◆ Outline entries for labeled areas
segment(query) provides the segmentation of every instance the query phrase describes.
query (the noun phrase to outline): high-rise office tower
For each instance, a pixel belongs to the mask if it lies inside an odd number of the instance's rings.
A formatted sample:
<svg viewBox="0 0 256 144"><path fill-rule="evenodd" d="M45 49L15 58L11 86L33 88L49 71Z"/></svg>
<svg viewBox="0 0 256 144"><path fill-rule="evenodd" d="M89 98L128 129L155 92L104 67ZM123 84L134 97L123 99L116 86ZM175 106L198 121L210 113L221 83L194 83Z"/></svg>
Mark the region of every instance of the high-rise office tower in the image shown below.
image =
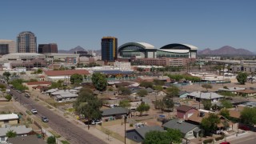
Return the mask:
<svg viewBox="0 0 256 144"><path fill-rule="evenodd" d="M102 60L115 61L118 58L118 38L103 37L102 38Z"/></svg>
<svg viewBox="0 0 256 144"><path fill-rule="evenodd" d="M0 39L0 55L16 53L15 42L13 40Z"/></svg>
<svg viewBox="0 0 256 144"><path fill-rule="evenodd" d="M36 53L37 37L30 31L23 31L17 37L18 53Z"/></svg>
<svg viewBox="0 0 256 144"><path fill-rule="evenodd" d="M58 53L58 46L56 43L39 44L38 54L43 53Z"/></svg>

---

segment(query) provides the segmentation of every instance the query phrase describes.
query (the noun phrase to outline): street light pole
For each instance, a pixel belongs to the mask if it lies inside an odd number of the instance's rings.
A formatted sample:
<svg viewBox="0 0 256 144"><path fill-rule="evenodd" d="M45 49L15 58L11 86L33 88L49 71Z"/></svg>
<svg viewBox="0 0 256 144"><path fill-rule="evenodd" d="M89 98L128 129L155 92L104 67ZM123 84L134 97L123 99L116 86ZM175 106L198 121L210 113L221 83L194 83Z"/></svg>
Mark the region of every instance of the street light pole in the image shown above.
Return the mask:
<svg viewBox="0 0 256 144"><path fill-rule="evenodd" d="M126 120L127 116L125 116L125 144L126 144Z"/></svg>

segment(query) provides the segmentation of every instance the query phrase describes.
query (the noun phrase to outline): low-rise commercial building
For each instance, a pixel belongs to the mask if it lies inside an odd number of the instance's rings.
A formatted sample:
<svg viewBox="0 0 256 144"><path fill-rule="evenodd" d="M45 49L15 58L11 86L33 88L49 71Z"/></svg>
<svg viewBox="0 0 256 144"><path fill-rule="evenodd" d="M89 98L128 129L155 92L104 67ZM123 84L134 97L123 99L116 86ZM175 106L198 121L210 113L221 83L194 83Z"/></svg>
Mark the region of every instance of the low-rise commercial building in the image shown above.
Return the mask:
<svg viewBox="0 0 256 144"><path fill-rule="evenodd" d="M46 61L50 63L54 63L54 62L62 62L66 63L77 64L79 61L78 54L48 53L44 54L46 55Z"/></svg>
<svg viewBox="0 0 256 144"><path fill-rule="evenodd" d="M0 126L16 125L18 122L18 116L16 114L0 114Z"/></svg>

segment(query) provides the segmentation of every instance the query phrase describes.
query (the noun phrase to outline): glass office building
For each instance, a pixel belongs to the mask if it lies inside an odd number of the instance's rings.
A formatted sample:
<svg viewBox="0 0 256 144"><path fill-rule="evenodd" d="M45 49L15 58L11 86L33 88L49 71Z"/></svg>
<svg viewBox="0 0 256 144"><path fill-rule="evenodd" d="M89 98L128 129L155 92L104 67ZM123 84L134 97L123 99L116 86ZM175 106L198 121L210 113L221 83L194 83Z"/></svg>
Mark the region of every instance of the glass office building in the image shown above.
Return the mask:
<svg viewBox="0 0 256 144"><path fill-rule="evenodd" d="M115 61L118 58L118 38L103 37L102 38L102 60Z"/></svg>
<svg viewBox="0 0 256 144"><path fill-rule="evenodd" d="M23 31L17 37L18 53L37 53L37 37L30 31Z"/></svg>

◆ TASK INSTRUCTIONS
Count the lines of the records above that contain the string "Mark", matching uppercase and lowercase exactly, and reply with only that number.

◆ WORKED SOLUTION
4